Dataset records
════════════════

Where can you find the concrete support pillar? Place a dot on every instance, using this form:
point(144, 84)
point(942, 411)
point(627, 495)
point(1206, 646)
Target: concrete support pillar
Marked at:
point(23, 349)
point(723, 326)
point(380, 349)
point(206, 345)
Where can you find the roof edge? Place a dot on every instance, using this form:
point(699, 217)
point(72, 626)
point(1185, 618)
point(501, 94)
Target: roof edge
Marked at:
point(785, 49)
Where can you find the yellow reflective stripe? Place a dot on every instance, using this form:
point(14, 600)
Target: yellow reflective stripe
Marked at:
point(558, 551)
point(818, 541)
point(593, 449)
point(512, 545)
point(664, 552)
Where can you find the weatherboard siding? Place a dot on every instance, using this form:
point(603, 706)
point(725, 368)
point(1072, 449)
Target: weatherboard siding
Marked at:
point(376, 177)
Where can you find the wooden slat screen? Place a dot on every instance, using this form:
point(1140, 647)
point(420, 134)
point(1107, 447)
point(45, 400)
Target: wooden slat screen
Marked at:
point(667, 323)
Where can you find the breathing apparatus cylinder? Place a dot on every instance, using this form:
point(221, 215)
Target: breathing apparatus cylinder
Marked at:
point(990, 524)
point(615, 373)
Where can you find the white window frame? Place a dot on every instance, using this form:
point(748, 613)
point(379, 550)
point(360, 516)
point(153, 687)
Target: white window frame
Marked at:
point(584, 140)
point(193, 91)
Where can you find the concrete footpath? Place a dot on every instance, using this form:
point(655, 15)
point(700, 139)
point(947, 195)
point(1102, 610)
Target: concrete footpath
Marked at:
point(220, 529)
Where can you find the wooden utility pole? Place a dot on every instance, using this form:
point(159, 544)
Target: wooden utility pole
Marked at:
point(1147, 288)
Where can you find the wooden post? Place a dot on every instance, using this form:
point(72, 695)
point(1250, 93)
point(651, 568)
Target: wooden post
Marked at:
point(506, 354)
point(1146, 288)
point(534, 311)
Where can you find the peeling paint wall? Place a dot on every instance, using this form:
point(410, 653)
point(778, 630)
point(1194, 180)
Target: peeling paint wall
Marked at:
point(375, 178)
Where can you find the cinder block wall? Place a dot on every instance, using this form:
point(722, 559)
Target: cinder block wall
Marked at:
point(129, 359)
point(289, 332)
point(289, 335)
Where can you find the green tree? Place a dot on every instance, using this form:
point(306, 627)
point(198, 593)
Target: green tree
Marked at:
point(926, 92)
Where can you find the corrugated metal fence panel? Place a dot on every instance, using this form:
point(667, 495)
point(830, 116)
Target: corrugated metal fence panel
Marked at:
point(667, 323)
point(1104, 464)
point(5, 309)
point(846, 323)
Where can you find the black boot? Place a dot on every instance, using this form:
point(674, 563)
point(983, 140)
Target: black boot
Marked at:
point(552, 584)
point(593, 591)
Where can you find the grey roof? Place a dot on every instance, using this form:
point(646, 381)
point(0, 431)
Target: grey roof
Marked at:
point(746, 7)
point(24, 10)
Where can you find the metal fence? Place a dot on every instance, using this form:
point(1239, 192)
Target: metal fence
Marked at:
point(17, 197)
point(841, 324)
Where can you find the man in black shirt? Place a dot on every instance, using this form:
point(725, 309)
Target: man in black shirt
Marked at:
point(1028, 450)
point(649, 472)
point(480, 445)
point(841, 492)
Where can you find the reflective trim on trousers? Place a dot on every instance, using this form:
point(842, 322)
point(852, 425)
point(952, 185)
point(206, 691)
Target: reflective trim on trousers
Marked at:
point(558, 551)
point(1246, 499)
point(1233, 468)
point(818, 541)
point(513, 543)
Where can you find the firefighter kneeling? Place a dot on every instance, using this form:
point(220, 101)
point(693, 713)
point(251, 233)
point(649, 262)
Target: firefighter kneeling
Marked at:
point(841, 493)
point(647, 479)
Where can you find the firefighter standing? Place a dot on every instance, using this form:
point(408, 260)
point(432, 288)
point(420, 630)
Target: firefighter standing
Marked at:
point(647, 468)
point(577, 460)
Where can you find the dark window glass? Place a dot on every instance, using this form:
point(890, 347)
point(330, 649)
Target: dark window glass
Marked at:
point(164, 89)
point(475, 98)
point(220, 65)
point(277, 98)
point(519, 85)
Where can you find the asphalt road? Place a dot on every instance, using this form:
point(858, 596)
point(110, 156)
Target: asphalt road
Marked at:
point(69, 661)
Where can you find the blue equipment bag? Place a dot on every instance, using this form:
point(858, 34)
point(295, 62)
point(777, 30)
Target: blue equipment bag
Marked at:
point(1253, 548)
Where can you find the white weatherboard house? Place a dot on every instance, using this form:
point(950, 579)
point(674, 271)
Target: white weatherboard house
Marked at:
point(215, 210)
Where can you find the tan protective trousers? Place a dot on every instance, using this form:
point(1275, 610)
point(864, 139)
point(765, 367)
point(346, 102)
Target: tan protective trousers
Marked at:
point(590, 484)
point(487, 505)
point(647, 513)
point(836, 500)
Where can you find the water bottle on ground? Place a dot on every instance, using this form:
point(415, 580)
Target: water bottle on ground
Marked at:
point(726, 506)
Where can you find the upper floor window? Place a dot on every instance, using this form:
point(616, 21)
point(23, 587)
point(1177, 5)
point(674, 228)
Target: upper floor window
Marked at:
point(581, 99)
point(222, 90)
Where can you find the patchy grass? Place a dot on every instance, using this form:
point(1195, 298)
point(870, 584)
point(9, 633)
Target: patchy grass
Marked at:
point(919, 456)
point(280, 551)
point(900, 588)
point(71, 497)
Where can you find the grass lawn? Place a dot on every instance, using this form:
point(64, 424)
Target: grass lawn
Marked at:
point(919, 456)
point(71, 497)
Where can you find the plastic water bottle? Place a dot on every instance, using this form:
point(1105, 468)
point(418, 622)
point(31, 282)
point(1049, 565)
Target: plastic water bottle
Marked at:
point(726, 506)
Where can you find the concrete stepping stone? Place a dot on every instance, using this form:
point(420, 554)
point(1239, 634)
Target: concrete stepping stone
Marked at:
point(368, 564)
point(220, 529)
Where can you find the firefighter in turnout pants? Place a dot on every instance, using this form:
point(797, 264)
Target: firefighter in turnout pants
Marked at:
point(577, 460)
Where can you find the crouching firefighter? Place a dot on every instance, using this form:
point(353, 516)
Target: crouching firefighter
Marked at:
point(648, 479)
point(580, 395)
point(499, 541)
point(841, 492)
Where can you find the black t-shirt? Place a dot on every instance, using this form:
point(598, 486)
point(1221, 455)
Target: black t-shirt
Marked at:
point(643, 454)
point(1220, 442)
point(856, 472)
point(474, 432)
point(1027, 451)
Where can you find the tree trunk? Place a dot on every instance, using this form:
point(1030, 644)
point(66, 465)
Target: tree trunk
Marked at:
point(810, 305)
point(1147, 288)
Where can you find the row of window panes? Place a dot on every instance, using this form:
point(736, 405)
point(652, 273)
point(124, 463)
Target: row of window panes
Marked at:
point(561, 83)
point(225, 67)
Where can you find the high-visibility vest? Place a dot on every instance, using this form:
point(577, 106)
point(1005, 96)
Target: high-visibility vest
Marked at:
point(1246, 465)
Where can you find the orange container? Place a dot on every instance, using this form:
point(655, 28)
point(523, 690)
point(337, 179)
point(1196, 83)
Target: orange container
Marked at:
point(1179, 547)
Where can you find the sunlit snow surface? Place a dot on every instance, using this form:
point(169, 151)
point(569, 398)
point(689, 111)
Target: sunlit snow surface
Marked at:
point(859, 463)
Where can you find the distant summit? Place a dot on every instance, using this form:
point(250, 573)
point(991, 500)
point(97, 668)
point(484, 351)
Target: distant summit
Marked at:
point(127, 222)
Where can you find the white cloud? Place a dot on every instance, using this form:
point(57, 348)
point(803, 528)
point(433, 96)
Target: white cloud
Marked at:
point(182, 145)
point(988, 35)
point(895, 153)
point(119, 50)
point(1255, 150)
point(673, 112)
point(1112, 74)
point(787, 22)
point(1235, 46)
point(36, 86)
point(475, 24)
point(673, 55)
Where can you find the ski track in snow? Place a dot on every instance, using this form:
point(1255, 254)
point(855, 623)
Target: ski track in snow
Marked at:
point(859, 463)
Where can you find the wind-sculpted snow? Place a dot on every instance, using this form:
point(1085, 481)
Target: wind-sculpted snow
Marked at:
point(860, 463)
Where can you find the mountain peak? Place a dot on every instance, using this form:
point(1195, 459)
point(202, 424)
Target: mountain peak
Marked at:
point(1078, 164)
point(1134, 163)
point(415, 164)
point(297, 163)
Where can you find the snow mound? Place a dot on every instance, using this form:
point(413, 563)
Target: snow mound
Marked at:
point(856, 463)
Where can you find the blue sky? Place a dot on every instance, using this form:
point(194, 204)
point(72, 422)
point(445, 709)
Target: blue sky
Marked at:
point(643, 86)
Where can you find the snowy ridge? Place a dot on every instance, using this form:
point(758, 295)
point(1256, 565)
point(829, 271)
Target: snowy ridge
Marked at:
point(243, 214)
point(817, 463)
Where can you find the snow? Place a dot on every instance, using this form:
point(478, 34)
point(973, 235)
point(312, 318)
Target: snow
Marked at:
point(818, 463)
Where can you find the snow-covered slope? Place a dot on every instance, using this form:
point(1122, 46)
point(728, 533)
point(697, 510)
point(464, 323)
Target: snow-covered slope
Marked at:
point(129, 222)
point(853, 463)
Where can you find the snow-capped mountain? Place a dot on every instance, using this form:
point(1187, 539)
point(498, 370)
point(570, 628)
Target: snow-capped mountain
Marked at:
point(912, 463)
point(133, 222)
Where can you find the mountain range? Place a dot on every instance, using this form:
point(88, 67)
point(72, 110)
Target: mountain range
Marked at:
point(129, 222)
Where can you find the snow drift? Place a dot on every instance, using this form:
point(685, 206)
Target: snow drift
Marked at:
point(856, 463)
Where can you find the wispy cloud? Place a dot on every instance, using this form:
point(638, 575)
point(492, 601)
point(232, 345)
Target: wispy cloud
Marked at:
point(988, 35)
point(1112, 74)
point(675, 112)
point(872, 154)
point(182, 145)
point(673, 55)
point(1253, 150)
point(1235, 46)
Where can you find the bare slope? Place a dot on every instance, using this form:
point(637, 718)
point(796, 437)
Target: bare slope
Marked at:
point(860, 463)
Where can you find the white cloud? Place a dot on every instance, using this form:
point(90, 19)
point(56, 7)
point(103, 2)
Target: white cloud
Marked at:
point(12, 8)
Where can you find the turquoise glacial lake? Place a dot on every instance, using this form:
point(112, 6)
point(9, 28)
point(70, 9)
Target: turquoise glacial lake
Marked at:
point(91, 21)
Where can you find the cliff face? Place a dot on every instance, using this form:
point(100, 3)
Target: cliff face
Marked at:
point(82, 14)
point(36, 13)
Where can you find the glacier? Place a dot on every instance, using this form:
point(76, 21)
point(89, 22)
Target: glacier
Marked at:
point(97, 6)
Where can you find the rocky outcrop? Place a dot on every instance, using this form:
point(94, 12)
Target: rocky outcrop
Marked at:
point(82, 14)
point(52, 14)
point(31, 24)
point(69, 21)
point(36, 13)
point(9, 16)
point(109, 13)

════════════════

*REQUIRED TASK:*
Please copy out the lines above from the start of the records up to and including the line with "point(206, 345)".

*EXERCISE RESULT:*
Where can you find the concrete support pillar? Place a dot on every instance, using this form:
point(144, 84)
point(942, 411)
point(627, 495)
point(1206, 646)
Target: concrete support pillar
Marked at:
point(23, 349)
point(723, 326)
point(380, 349)
point(206, 345)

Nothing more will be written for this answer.